Photo-based referring expression data:
· · · · ·

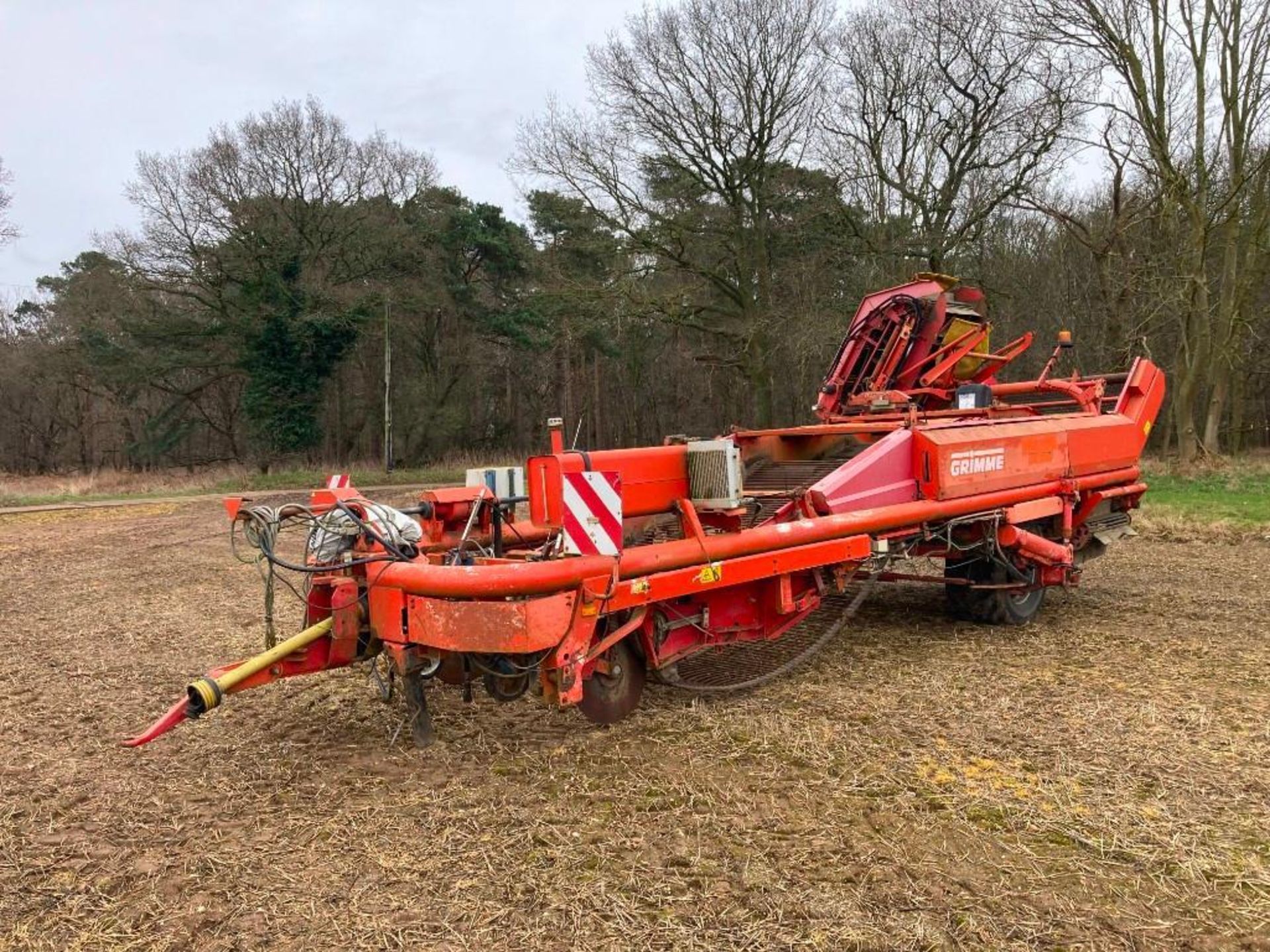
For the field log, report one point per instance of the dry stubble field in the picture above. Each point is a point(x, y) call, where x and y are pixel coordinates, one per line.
point(1097, 779)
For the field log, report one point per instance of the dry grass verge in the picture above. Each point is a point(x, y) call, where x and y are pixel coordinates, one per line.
point(1096, 779)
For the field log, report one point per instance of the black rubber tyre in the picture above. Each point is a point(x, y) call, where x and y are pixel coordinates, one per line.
point(417, 710)
point(607, 698)
point(990, 606)
point(958, 597)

· · · · ·

Assignment ->
Without altering anything, output all the lines above but none of the images.

Result of this task ->
For the field log, report one point per instance of the dry stubble field in the picture above. Each point is a point(x, y) call, where x and y are pixel coordinates, one per line.
point(1097, 779)
For the field log, report one point per instance of the dry grass verge in the picture above. Each point is a point(x, y) call, where x and y are pixel coordinates, one per line.
point(1096, 779)
For the field log, report one point per instance of the black rubber tyre in the picture above. Each point is a point(x, y) call, where x and y are pixel coordinates, one per line.
point(417, 710)
point(607, 698)
point(990, 606)
point(958, 597)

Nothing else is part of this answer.